::: MATERIAL PROVIDED

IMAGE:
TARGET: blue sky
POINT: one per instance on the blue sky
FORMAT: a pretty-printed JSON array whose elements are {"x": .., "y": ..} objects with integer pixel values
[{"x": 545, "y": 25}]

::::::

▶ _TASK PROMPT_:
Render every line of the entries above as a JSON list of strings, one string per line, skipping any blank lines.

▶ _WRITTEN RESPONSE_:
[
  "IMAGE:",
  "TARGET: blue sky",
  "POINT: one per instance on the blue sky",
  "FORMAT: a pretty-printed JSON array whose elements are {\"x\": .., \"y\": ..} objects with integer pixel values",
  "[{\"x\": 545, \"y\": 25}]"
]